[[ Records for processing, beginning ]]

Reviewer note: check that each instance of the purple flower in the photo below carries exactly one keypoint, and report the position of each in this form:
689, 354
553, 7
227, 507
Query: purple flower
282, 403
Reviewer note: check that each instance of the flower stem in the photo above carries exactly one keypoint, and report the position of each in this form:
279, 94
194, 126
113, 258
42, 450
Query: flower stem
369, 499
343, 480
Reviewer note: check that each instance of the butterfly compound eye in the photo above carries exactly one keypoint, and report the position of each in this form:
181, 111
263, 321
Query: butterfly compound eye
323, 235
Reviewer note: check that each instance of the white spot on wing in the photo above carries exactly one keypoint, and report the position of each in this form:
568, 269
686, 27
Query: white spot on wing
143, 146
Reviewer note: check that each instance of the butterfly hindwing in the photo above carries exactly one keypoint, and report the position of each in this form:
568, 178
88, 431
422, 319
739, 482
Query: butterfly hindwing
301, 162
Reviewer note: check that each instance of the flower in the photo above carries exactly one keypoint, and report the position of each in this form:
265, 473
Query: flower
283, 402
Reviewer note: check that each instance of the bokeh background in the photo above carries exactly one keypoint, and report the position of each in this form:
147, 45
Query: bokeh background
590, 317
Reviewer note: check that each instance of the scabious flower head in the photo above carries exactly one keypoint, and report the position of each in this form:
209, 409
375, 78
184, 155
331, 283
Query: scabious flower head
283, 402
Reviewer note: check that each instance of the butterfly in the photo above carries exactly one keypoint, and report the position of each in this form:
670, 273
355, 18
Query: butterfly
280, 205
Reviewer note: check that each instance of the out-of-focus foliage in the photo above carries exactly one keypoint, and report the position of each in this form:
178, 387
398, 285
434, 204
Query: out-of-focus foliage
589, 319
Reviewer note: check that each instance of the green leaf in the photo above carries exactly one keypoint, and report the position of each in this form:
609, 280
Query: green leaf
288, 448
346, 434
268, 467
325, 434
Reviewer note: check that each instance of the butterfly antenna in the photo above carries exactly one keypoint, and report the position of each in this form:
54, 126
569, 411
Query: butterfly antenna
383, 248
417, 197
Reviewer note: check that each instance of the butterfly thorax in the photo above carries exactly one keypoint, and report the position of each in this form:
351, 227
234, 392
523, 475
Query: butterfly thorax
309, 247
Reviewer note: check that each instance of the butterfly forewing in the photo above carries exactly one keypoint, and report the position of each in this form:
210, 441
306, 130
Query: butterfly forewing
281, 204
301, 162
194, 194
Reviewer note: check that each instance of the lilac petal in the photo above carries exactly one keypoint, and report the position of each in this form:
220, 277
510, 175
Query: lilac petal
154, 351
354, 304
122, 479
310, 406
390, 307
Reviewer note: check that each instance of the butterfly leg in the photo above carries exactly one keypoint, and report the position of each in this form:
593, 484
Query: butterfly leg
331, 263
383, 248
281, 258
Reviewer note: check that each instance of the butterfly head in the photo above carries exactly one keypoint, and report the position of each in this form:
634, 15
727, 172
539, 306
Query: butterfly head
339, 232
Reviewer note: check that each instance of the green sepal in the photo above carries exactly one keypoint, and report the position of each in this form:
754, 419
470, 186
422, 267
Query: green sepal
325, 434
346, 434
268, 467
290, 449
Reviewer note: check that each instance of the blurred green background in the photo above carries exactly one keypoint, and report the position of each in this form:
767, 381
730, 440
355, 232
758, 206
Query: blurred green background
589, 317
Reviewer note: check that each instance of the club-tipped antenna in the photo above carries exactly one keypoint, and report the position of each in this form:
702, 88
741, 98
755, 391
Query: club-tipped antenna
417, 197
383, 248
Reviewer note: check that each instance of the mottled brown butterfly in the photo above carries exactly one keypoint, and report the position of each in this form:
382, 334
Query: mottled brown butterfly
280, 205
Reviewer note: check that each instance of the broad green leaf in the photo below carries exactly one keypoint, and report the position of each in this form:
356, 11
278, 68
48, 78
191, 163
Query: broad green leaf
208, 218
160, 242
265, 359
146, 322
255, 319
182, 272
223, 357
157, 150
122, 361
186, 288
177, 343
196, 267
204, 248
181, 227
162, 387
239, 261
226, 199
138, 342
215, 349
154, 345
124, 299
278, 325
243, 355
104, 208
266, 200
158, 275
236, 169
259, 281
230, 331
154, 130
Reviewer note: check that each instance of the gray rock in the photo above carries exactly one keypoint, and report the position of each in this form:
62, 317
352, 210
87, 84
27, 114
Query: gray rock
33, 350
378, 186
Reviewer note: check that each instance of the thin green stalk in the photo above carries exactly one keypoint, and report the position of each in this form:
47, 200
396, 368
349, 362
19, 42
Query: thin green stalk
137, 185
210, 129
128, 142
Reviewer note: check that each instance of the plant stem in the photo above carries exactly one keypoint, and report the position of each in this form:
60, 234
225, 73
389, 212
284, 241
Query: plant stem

[[ Records for processing, end ]]

## Required work
Across the entries, how many lines hold the word "plant"? Say only the number.

## Answer area
2